Starting from the first line below, repeat the data exactly through to the last.

**Entries taken from a collection**
▬▬▬▬▬▬
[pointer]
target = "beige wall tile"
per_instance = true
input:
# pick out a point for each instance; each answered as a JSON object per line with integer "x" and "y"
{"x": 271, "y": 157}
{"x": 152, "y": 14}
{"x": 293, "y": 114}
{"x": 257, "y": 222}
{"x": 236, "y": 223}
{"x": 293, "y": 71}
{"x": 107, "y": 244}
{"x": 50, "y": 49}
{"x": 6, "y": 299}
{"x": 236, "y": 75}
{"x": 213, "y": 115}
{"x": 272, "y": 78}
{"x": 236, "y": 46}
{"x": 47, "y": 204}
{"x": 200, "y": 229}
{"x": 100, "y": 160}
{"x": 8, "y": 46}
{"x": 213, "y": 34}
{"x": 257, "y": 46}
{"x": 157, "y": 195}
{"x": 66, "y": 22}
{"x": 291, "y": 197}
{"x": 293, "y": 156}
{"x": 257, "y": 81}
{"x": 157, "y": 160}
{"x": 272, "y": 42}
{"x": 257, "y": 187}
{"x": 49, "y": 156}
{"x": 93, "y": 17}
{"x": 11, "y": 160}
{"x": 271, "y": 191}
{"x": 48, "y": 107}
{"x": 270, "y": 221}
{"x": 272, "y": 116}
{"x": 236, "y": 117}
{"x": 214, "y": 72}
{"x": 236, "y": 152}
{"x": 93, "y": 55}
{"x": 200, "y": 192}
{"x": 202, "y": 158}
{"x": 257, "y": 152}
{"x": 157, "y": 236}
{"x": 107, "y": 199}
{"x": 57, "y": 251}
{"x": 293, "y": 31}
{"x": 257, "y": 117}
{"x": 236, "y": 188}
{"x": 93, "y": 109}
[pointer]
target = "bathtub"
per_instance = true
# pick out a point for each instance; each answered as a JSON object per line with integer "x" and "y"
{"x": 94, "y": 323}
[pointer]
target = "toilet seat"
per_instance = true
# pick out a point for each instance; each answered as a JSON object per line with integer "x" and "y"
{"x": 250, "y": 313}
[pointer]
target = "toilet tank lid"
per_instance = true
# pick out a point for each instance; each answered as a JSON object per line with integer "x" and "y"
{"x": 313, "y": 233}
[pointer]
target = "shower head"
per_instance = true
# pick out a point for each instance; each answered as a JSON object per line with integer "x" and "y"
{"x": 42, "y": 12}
▬▬▬▬▬▬
**Reply**
[pointer]
target = "beige wall tile"
per_instance = true
input:
# pick out a point for each instance; each answered as a JSON object per line with integer "x" and "y"
{"x": 271, "y": 157}
{"x": 152, "y": 14}
{"x": 293, "y": 114}
{"x": 257, "y": 222}
{"x": 236, "y": 223}
{"x": 293, "y": 71}
{"x": 107, "y": 244}
{"x": 50, "y": 49}
{"x": 6, "y": 299}
{"x": 236, "y": 75}
{"x": 213, "y": 115}
{"x": 272, "y": 78}
{"x": 236, "y": 46}
{"x": 47, "y": 204}
{"x": 200, "y": 229}
{"x": 100, "y": 160}
{"x": 8, "y": 46}
{"x": 213, "y": 34}
{"x": 257, "y": 46}
{"x": 157, "y": 195}
{"x": 66, "y": 22}
{"x": 291, "y": 197}
{"x": 293, "y": 156}
{"x": 257, "y": 81}
{"x": 157, "y": 160}
{"x": 272, "y": 42}
{"x": 257, "y": 187}
{"x": 49, "y": 156}
{"x": 93, "y": 17}
{"x": 11, "y": 160}
{"x": 271, "y": 191}
{"x": 48, "y": 107}
{"x": 270, "y": 221}
{"x": 272, "y": 116}
{"x": 236, "y": 117}
{"x": 214, "y": 72}
{"x": 236, "y": 152}
{"x": 93, "y": 55}
{"x": 200, "y": 192}
{"x": 202, "y": 158}
{"x": 257, "y": 152}
{"x": 157, "y": 236}
{"x": 107, "y": 199}
{"x": 57, "y": 251}
{"x": 293, "y": 31}
{"x": 257, "y": 117}
{"x": 236, "y": 188}
{"x": 93, "y": 109}
[pointer]
target = "bathtub"
per_instance = true
# pick out a point for each instance; each answered as a JSON object per line with integer "x" and "y"
{"x": 94, "y": 323}
[pointer]
target = "toilet seat"
per_instance = true
# pick out a point for each instance; each answered as a JSON object per line with integer "x" and "y"
{"x": 250, "y": 313}
[pointer]
target = "toilet tank lid"
per_instance = true
# pick out a point for each instance; each answered as a JSON object per line with integer "x" and "y"
{"x": 313, "y": 233}
[pointer]
target = "shower head"
per_instance = true
# pick out a point for each instance; each answered as a JSON object per line with integer "x" and "y"
{"x": 42, "y": 12}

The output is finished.